Written instruction
The listing must be reproduced in full, exactly as it stands.

Stored items:
## Begin

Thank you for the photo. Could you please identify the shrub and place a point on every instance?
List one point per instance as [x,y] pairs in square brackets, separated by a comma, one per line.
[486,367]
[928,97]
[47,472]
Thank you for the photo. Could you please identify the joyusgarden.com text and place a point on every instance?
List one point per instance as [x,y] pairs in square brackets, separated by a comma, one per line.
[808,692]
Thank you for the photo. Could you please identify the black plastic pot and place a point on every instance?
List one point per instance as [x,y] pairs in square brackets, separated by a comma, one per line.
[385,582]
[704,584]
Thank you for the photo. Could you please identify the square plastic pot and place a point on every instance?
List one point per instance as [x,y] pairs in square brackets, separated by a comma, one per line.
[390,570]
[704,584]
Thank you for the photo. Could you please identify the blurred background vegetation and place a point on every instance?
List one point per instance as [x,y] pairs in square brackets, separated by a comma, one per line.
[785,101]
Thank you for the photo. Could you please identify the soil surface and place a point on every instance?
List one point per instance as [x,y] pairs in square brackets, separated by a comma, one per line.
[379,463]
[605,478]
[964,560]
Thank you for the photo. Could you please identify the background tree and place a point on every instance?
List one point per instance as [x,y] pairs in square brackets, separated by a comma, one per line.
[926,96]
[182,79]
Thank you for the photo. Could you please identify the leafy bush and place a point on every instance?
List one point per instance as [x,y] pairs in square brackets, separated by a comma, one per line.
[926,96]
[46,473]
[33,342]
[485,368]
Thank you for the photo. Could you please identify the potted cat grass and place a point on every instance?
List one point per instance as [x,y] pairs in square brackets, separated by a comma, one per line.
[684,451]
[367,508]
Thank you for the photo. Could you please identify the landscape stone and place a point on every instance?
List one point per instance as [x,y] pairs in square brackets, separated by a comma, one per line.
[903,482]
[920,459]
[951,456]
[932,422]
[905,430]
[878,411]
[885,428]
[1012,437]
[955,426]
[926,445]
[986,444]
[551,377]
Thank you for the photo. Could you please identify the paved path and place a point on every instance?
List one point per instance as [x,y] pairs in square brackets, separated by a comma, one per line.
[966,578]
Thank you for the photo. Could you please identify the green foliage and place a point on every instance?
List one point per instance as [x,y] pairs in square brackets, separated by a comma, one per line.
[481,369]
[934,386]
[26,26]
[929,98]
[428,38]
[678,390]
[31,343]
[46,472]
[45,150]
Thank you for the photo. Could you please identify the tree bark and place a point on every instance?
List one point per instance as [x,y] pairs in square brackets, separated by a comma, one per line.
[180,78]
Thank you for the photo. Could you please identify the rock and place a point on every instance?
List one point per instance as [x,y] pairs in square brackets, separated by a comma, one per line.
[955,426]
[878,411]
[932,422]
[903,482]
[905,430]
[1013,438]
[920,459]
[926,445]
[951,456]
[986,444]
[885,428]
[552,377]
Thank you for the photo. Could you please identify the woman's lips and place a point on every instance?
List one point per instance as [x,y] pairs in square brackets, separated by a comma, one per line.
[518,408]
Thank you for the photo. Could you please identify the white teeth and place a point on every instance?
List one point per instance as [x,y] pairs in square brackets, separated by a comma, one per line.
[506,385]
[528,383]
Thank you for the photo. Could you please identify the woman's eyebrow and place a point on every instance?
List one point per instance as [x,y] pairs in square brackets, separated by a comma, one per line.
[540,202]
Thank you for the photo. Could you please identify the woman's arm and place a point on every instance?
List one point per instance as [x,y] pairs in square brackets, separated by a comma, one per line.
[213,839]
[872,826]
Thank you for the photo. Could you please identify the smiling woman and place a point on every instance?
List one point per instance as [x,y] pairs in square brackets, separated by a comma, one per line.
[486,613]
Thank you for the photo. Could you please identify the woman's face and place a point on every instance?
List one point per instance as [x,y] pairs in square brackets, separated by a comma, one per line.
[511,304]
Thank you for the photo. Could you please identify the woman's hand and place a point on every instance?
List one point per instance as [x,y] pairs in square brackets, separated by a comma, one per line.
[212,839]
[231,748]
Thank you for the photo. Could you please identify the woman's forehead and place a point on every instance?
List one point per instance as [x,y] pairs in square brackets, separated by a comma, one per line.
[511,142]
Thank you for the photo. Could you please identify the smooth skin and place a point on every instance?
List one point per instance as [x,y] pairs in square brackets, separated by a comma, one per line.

## End

Result of this exercise
Thank you for the photo. Could you please identify the shrub and place a point on every instance?
List one point per instance as [x,y] pairs in square brackets, separated by a comma, one per line.
[486,367]
[928,97]
[47,472]
Thank you for the photo. Could you please identify the joyusgarden.com text and place a point on every instance?
List one point per instance as [x,y] pairs in square brackets, separated by a comma, one per line.
[808,692]
Thank you for the photo. Could you please identify the black plastic pot and place a point on every instance?
List one point per instance as [x,y] pairs in square brackets, separated by a comma, one per line.
[385,582]
[704,584]
Thank you for the photo. Could you please identify the square plastic pot and place a point on every instance?
List one point per instance as [x,y] pairs in square brackets, separated by a comma, one per line.
[390,570]
[704,584]
Thank you for the photo. Could you please identify the blurred background vegetation and place a point on every instance?
List one point per instance as [x,y] pairs in square brackets, separated by a comma, one per line.
[785,101]
Thank you for the photo. Could you please identify the soil surface and place a point on every instance?
List one point per instance as [x,y] pairs in square brackets, separated by a comma, one per line.
[379,463]
[605,478]
[964,560]
Thank you for the photo. Could you please identify the background tree and place a point on every instance?
List one point per instance as [x,y] pairs in square brackets, separated by a comma, one per line.
[926,96]
[182,79]
Thank you for the photo. Could you please identify the leafy bush and place a point on every instance?
List one point per instance as [x,y] pairs in square brackets, separated by a comma, one per line.
[926,96]
[46,473]
[33,342]
[485,368]
Thank you for the photo. Could you please identify the potted cat grass and place a point on every instance?
List one point per instance as [x,y] pairs in square brackets, separated by a comma, one per line.
[684,451]
[367,508]
Thank you for the photo. Could you please identify the landscape stone and place a point on every instance?
List one point per instance as [x,y] pairs in square brackets, separated by a comma, one per line.
[903,482]
[920,459]
[951,456]
[932,422]
[905,430]
[878,411]
[885,428]
[1012,437]
[955,426]
[926,445]
[986,444]
[551,377]
Thank you for the photo. Could you please identify the paved path and place a point on every instance?
List one point per instance as [x,y] pairs in square brackets, separated by a comma, one per line.
[966,578]
Thank you for the photo. Could you please identify the green foliage and place a point on every instance?
List one point per instance as [x,y] pairs in square brackets, separated by a comma, one per line.
[481,369]
[934,386]
[26,26]
[929,98]
[428,38]
[678,390]
[31,343]
[46,472]
[45,150]
Thank you for the photo. Could you please identify the tree bark and place a point on every instance?
List one point per instance as [x,y] pairs in square brackets, separated by a comma, one per line.
[180,78]
Thank you for the photo. Could you please identify the rock and place a point on every instance?
List one point per instance as [x,y] pairs in square brackets, separated by a comma, one per line.
[955,426]
[878,411]
[932,422]
[903,482]
[905,430]
[1013,438]
[920,459]
[926,445]
[951,456]
[986,444]
[885,428]
[552,377]
Thank you for the photo. Could you please identify the woman's lips and place a point on every instance?
List one point per instance as [x,y] pairs in square brackets, separated by a comma, one per line.
[518,408]
Thank you for the photo. Could you please identify the white teeth and place a point on every instance?
List one point per instance as [x,y] pairs in square brackets, separated by a comma, one per line.
[506,385]
[528,383]
Thank you for the photo. Could you please identify the woman's eyebrow and place a point on every instance?
List one point per instance as [x,y] pairs in square brackets, separated by a comma, one per line.
[540,202]
Thank you for the photo. Could you please identify the woman's arm and place a point on every instance?
List one point per instance as [x,y] pairs in square brackets, separated by a comma, one per line.
[213,839]
[872,826]
Thank you for the photo. Could you please identify the smiling woman and place a point on every instance?
List one point per instance as [x,y] pairs in square brackets, separated by a comma, one per line.
[486,613]
Thank you for the photo. Could you please identify the woman's face and place a point on every instance?
List one point per instance as [x,y] pairs in square brackets, separated by a comma, one per line.
[511,304]
Thank you for the photo. Could you please identify the woman's hand and place a point on every instance?
List one point per instance as [x,y] pairs in square brackets, separated by a comma, one per line.
[212,839]
[231,748]
Thank you for the photo. Could you please identify the woman's forehead and place a point on every instance?
List one point per instance as [x,y] pairs in square brackets, separated by a comma, one per line.
[511,142]
Thank you for the photo. Could you please identify the smooth skin and place a point on every instance?
List one point per instance as [x,y] pairs in square brackets, separated by a comma, one per line.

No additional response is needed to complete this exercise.